_Consigne_
Recopiez mot pour mot le passage du texte sur la répression d'Andijan qui va de « Mais la journaliste » jusqu'à « jours au commissariat. ».

Mais la journaliste n’aura pas le temps de se rendre sur les lieux. Quelques minutes plus tard, elle reçoit un autre appel : «C’était le ministère des Affaires étrangères. On m’interdisait de sortir de chez moi et m’annonçait que la police allait venir me chercher », raconte Mutabar, qui passera les quatre prochains jours au commissariat.
Pendant ce temps, des hommes armés attaquent la prison d’Andijan pour libérer 23 hommes accusés d’«extrémisme religieux» dans un procès critiqué par la population depuis des mois. Après l’assaut, les habitants prennent la rue par milliers. Des micros sont installés sur la place publique. On prend la parole pour dénoncer la pauvreté, le chômage, la corruption des autorités locales et les arrestations arbitraires. Mais la colère populaire est rapidement réprimée dans un bain de sang. Les autorités ouzbèkes tirent sur la foule. Un rapport de l’Organisation pour la sécurité et la coopération en Europe (OSCE) évalue le bilan entre 300 et 500 morts. Le pouvoir, qui refuse toujours une enquête réclamée par les Nations unies, juge le bilan de cet «acte terroriste» à 176 morts, dont 79 «terroristes».

_Entrées de données enregistrées_
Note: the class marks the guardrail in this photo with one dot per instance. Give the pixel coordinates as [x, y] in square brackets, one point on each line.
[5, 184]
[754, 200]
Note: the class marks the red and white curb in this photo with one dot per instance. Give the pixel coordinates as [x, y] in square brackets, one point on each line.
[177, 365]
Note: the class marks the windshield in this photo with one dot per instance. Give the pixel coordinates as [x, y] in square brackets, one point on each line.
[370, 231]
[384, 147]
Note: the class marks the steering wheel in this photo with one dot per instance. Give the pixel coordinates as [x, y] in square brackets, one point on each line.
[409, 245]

---

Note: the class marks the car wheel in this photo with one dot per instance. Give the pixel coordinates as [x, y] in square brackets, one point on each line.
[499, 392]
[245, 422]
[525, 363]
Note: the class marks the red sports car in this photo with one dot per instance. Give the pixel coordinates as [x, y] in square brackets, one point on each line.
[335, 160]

_Votre réponse_
Mais la journaliste n’aura pas le temps de se rendre sur les lieux. Quelques minutes plus tard, elle reçoit un autre appel : «C’était le ministère des Affaires étrangères. On m’interdisait de sortir de chez moi et m’annonçait que la police allait venir me chercher », raconte Mutabar, qui passera les quatre prochains jours au commissariat.